→ Excerpt:
[Start]

United States v. Florencio Ledezma-Hernandez

729 F.2d 310

UNITED STATES of America, Plaintiff-Appellee,
v.
Florencio LEDEZMA-HERNANDEZ, Defendant-Appellant.

No. 83-1340.

United States Court of Appeals,
Fifth Circuit.

March 26, 1984.

Jose J. Tavarez, Del Rio, Tex., Court-appointed, for defendant-appellant.

Daniel Maeso, Ellen Byers, Asst. U.S. Attys., San Antonio, Tex., for plaintiff-appellee.

Appeal from the United States District Court for the Western District of Texas.

Before BROWN, REAVLEY and WILLIAMS, Circuit Judges.

REAVLEY, Circuit Judge:

1

Florencio Ledezma-Hernandez appeals his conviction for possessing marijuana with intent to distribute, in violation of 21 U.S.C. Sec. 841(a) (1976), and for importing marijuana into the United States from Mexico, in violation of 21 U.S.C. Sec. 960(a)(1) (1976). He challenges the admission of allegedly inconsistent statements made after he received Miranda warnings but before he received the assistance of counsel. He also challenges the sufficiency of the evidence and the prejudicial effect of a prosecutor's jury argument. We affirm.

I. Statement of the Case

2

On November 22, 1982 Florencio Ledezma-Hernandez drove a tanker truck from Mexico to the port of entry at Eagle Pass, Texas. At the primary inspection station he was asked if he had anything to declare. He responded in the negative and was referred to a secondary inspection station to obtain a permit to travel to Houston, where he stated he was to "bring" a load of gas. He gave what the inspection officer considered to be inconsistent and suspicious answers to routine questions asked at border crossings. He allegedly told one officer he was taking gas to Houston, yet he told customs officials he had nothing to declare. He told one officer he was going to Houston and told another he was going to San Antonio. The border officials then inspected the truck and discovered wrench marks, inadequate safety equipment, and other examples of what officials believed to be alterations to the "fifth wheel area," a storage area below the tank. They weighed the truck, found it to be overweight, and called in officers of the Drug Enforcement Agency and the Texas Department of Public Safety. At this point officers read the defendant his Miranda rights. They told the defendant he was not under arrest, but was being detained pending inspection of the truck. The officers dismantled the fifth wheel area and discovered 3,260 pounds of marijuana.

[End]

→ Task statement:
Extend the court opinion in United States v. Ledezma-Hernandez above, picking up right after its last sentence about the 3,260 pounds of marijuana.

→ Stored rows:
[Start]

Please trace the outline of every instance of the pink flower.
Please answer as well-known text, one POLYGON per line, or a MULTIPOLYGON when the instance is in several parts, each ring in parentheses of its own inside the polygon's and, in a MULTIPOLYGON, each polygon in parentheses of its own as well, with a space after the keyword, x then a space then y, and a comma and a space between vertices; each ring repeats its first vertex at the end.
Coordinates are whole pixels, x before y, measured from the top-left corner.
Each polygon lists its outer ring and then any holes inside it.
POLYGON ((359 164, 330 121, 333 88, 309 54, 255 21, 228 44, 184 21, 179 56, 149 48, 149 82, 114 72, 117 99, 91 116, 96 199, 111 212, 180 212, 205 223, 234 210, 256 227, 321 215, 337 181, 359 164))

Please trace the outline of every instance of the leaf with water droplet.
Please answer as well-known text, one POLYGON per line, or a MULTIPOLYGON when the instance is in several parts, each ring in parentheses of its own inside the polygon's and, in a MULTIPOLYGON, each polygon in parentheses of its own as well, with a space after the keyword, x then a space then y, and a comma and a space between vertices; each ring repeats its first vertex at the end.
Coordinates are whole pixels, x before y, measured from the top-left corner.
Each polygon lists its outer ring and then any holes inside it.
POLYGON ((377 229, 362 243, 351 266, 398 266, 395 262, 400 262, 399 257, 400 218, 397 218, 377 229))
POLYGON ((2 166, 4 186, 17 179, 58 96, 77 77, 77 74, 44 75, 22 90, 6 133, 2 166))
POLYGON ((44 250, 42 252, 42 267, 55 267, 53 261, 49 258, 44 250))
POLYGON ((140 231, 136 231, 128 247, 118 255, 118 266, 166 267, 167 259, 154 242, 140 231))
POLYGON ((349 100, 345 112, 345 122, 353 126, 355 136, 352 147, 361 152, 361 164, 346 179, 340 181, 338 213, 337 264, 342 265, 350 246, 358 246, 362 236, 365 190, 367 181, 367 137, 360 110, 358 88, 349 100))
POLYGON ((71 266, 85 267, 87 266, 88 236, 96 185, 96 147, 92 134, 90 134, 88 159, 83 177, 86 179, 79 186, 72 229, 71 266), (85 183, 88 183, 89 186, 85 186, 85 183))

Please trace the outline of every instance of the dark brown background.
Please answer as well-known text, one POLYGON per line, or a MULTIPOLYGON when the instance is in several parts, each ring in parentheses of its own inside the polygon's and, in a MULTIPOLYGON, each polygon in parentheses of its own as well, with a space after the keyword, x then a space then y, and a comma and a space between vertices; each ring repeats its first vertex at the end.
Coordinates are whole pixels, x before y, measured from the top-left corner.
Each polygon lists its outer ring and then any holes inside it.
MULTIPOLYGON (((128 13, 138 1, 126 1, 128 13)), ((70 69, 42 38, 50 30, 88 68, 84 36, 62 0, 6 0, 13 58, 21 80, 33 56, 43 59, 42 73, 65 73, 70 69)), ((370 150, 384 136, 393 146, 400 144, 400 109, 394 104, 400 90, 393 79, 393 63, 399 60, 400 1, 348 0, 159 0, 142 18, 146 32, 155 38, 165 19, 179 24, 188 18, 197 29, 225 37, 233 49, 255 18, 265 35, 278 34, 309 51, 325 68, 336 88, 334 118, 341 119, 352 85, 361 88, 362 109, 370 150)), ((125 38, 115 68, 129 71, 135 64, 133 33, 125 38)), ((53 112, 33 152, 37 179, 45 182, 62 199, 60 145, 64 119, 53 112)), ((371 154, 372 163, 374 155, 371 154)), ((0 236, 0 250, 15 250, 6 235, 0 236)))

[End]

→ Written answer:
3

The officers arrested Ledezma-Hernandez and took him to the Drug Enforcement Agency headquarters for interrogation. They took him to the Maverick County jail in Eagle Pass that evening. The magistrate arraigned him the next morning and advised him of his constitutional rights. Since Ledezma-Hernandez had $300 in his possession, the magistrate told him that counsel would not be appointed. The defendant responded that attorneys cost a lot of money. The government contends that the defendant said he would retain his own counsel. Ledezma-Hernandez testified that he expected counsel to be appointed.

4

Ledezma-Hernandez was then taken to the Drug Enforcement Agency office. His Miranda rights were again read to him, and he was questioned without assistance of counsel. The defendant again gave inconsistent responses to questions. He first stated he did not know who offered him the truck driving job, then said that he was offered the job by a man known only as Armando. He said he hitchhiked to Tula, Mexico to get the truck and found the keys on a rear tire, and then stated that Armando drove him to Tula to get the truck and gave him the keys. He did not know the location of the company in Houston, who would fill the truck, or the kind of gas he was to pick up.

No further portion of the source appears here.